About this task: Lines from the listing that hold the string "parked" are what you should return.

=== Begin Enclosure ===

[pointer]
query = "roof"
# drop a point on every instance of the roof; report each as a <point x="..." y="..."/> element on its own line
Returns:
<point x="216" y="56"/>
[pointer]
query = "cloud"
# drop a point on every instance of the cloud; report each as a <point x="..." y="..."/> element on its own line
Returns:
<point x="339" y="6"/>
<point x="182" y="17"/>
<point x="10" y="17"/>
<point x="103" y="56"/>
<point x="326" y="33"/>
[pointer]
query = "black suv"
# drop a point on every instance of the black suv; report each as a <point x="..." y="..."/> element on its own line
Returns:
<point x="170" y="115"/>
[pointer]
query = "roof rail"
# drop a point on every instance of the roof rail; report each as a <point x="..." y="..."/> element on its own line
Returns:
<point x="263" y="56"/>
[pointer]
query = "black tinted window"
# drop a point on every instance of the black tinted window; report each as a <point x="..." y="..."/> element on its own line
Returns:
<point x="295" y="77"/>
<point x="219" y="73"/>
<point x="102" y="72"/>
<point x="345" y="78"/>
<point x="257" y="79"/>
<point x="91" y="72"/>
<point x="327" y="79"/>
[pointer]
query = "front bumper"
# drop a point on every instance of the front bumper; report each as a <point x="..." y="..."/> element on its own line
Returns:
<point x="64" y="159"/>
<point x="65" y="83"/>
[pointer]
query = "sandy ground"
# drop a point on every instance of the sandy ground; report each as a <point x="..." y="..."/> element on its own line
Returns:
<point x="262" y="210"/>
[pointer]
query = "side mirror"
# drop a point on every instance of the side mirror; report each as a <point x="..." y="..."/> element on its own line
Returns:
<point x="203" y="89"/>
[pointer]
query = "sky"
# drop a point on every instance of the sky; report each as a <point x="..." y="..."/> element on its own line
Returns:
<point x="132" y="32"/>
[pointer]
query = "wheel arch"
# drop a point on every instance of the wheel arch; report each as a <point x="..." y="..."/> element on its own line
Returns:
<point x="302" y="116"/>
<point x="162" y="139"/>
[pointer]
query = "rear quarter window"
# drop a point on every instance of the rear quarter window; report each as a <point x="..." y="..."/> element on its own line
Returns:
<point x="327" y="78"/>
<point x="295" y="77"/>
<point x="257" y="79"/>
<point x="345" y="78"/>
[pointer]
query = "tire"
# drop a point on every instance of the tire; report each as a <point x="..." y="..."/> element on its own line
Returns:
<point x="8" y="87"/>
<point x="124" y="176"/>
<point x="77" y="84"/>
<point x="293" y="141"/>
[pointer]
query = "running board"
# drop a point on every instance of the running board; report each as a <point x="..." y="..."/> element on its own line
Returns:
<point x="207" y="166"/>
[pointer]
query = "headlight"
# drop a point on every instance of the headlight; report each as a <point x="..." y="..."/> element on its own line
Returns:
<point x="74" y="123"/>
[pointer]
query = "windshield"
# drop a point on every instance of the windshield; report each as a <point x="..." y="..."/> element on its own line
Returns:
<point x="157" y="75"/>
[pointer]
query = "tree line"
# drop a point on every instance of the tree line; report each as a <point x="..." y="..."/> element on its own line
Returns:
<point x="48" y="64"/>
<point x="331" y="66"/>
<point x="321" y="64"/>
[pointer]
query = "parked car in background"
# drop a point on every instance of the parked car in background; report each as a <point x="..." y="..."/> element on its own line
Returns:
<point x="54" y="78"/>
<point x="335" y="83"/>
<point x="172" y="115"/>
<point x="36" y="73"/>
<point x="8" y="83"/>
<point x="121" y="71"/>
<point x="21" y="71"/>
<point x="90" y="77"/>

=== End Enclosure ===
=== Begin Enclosure ===

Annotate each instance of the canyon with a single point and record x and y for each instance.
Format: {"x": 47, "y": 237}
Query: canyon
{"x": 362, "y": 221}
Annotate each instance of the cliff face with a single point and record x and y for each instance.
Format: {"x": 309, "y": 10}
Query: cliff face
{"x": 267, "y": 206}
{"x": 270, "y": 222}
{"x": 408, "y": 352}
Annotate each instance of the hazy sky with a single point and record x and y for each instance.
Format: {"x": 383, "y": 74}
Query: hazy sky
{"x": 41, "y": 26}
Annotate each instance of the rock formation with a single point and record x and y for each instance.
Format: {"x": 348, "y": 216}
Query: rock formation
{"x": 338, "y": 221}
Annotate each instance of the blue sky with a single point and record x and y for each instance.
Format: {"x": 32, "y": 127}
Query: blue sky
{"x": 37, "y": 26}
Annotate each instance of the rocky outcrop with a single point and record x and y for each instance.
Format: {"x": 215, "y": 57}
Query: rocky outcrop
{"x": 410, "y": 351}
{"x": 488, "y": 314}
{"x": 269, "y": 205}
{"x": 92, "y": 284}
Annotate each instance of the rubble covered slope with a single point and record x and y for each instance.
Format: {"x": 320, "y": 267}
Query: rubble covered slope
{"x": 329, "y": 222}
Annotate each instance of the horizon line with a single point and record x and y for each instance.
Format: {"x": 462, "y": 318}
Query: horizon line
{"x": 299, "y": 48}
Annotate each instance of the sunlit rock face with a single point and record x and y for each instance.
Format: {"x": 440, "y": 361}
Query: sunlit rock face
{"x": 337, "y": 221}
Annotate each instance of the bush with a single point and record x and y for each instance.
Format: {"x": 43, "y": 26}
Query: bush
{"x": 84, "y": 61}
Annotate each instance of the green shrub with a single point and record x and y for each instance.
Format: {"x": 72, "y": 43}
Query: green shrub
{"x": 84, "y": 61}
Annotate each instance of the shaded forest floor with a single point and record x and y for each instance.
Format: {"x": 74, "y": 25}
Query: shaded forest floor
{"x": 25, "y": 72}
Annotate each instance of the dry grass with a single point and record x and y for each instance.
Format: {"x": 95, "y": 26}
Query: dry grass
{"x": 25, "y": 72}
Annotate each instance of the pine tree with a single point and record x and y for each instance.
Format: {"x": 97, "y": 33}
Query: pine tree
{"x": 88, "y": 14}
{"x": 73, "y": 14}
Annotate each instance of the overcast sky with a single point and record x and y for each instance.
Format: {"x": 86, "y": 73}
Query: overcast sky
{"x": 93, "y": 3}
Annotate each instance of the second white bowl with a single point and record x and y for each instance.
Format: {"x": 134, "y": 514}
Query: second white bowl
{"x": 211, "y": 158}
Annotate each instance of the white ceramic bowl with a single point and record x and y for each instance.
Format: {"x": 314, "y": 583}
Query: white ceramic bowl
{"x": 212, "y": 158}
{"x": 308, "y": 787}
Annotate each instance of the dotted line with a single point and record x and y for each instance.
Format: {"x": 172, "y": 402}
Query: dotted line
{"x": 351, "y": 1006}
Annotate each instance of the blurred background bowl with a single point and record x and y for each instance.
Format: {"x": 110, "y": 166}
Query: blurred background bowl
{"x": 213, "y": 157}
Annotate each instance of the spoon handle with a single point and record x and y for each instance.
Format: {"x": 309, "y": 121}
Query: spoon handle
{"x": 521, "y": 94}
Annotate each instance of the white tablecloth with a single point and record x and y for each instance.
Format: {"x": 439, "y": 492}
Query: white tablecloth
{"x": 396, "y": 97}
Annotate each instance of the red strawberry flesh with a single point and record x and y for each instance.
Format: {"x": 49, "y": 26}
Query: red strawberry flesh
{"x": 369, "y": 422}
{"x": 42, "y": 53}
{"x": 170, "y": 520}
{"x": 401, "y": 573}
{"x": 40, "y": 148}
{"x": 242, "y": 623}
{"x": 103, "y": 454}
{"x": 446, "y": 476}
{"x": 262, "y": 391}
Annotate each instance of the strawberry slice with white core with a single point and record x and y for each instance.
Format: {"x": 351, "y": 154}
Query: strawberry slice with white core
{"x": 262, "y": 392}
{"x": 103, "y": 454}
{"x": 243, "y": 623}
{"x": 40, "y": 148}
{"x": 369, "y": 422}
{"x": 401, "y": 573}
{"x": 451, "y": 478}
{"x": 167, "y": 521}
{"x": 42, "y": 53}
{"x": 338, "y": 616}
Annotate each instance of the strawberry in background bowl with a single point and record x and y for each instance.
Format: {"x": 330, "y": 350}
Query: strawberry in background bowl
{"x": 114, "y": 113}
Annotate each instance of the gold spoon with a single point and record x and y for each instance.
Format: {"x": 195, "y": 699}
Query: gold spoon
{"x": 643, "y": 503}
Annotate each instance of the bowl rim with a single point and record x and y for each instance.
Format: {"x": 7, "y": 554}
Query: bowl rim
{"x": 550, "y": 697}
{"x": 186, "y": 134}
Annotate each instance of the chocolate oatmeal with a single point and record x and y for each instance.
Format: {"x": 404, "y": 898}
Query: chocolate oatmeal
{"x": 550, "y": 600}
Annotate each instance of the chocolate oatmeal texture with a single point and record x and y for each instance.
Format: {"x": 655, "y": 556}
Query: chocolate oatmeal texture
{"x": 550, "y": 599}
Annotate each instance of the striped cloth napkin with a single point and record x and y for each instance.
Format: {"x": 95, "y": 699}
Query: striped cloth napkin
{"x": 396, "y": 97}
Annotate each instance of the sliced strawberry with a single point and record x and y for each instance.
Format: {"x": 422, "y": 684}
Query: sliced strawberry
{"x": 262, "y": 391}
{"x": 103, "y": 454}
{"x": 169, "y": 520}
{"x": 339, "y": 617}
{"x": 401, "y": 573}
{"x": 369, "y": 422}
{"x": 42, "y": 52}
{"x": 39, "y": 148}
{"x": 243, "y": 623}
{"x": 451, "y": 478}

=== End Enclosure ===

Result:
query = "parked car in background"
# drop a point on every instance of the parked car in background; report each as a <point x="..." y="..."/> element on its own line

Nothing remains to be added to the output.